◆ TASK STATEMENT: Reproduce everything from the line containing "outline person in dark coat" down to the line containing "M 139 117 L", both ends included. Keep the entry text unchanged, and shift every coordinate in the outlines by -94.

++++++

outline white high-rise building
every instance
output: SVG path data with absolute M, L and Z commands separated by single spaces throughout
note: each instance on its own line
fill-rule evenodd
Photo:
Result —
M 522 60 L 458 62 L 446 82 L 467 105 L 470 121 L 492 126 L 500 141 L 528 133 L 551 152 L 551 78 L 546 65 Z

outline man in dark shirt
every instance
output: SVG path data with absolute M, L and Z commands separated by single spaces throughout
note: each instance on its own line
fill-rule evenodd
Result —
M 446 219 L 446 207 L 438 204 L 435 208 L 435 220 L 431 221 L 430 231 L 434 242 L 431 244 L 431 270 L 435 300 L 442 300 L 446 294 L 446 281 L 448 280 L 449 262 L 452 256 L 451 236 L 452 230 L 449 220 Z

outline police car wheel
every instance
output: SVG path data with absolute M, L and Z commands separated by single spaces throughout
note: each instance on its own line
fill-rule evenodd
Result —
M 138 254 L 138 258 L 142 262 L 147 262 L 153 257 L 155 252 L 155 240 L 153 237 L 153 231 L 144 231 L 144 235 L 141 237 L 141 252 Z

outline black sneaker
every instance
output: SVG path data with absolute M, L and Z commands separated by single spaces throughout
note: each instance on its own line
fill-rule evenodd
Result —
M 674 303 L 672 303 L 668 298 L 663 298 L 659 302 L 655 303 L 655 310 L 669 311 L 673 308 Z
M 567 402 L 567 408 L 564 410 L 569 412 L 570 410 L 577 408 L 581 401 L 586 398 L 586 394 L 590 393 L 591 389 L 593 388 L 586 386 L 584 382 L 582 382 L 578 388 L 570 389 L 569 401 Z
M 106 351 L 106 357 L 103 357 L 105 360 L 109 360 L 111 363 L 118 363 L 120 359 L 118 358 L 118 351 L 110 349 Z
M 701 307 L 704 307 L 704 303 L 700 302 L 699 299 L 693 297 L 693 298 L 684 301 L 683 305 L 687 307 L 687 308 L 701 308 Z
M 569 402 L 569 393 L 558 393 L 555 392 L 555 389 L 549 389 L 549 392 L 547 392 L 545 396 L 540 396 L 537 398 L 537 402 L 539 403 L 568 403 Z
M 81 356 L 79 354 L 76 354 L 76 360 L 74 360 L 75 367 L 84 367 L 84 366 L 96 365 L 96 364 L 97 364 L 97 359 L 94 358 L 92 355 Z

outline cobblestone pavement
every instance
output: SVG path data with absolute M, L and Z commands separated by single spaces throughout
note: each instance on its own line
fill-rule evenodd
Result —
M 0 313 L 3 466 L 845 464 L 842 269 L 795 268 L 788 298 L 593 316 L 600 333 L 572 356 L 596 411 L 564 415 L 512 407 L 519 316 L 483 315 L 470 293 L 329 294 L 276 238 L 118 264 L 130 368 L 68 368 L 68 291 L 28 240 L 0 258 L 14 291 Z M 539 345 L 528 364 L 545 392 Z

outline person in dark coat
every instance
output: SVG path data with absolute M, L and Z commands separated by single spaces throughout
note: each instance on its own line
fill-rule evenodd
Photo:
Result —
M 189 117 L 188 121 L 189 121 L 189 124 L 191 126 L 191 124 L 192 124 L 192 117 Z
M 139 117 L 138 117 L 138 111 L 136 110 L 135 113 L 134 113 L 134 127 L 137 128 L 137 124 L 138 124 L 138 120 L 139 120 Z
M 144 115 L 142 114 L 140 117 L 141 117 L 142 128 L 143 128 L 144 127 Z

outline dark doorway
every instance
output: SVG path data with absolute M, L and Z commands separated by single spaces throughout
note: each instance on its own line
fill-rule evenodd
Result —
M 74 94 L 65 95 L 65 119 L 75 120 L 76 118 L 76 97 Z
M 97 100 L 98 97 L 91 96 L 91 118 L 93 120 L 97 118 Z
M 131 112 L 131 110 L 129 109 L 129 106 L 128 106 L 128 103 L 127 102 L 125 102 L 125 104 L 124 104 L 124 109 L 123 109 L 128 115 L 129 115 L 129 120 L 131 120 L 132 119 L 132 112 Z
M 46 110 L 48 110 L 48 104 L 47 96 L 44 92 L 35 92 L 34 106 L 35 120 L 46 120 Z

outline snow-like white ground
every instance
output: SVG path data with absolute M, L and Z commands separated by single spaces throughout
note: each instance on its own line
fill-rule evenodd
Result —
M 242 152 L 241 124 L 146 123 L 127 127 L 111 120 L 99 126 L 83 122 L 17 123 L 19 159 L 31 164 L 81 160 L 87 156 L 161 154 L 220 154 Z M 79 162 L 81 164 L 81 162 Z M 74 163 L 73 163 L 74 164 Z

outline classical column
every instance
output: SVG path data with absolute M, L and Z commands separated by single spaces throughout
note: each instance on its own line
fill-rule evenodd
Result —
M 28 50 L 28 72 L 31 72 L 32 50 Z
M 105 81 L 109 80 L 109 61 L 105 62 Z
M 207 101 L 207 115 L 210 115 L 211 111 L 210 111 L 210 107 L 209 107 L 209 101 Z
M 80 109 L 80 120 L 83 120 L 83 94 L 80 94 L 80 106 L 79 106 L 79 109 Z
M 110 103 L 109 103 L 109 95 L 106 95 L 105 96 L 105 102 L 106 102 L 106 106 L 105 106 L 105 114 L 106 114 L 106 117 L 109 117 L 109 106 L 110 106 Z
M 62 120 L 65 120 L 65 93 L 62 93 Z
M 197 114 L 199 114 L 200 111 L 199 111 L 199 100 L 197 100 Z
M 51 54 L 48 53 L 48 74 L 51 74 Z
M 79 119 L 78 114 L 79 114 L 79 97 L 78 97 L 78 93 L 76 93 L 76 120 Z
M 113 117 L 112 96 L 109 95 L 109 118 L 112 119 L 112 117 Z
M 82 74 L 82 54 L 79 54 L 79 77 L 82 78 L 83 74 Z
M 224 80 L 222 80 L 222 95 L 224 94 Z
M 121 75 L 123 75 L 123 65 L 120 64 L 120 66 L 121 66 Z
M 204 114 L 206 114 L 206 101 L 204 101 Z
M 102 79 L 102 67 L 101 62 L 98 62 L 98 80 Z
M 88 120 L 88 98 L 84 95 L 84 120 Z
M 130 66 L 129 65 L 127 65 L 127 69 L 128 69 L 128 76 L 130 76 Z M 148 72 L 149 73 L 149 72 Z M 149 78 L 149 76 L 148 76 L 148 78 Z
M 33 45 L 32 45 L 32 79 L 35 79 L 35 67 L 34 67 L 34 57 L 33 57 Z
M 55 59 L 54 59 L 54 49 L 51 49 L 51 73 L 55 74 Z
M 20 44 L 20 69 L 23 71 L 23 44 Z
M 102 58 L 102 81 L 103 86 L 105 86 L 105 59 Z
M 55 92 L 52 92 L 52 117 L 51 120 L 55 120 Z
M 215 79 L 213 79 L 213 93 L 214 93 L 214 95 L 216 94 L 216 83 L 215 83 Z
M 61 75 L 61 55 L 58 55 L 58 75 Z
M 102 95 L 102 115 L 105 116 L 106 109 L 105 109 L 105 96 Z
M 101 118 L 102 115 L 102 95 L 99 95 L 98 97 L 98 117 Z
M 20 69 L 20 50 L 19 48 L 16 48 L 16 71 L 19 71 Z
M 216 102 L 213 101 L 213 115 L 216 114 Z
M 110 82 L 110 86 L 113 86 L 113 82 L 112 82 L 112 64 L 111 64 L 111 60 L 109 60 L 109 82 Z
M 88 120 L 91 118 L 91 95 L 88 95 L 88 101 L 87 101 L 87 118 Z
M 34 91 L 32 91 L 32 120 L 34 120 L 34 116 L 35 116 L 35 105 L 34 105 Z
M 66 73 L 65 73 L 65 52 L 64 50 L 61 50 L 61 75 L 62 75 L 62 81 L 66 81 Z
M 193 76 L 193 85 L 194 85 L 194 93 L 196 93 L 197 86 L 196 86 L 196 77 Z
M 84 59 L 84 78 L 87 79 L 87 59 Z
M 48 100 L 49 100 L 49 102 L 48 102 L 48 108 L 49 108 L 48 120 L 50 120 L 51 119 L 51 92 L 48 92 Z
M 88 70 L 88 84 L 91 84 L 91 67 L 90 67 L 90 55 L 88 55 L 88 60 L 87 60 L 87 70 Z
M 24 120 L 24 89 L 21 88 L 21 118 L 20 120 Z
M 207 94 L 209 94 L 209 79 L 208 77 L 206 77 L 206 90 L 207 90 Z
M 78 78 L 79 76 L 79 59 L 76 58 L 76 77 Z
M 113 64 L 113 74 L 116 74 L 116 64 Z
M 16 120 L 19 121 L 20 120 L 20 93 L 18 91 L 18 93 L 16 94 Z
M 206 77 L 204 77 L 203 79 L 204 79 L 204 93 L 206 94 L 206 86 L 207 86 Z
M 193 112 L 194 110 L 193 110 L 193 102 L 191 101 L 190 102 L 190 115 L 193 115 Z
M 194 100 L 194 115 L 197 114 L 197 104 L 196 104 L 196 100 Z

++++++

◆ TASK ANSWER:
outline person in dark coat
every instance
output: SVG path data with absolute M, L and Z commands separated by single spaces throughout
note: each instance on its own line
fill-rule evenodd
Photo:
Result —
M 95 23 L 94 27 L 95 27 L 95 30 L 97 32 L 97 30 L 98 30 L 98 23 Z
M 45 23 L 44 23 L 44 17 L 42 16 L 41 19 L 40 19 L 40 33 L 43 34 L 43 30 L 44 30 L 44 26 L 45 26 Z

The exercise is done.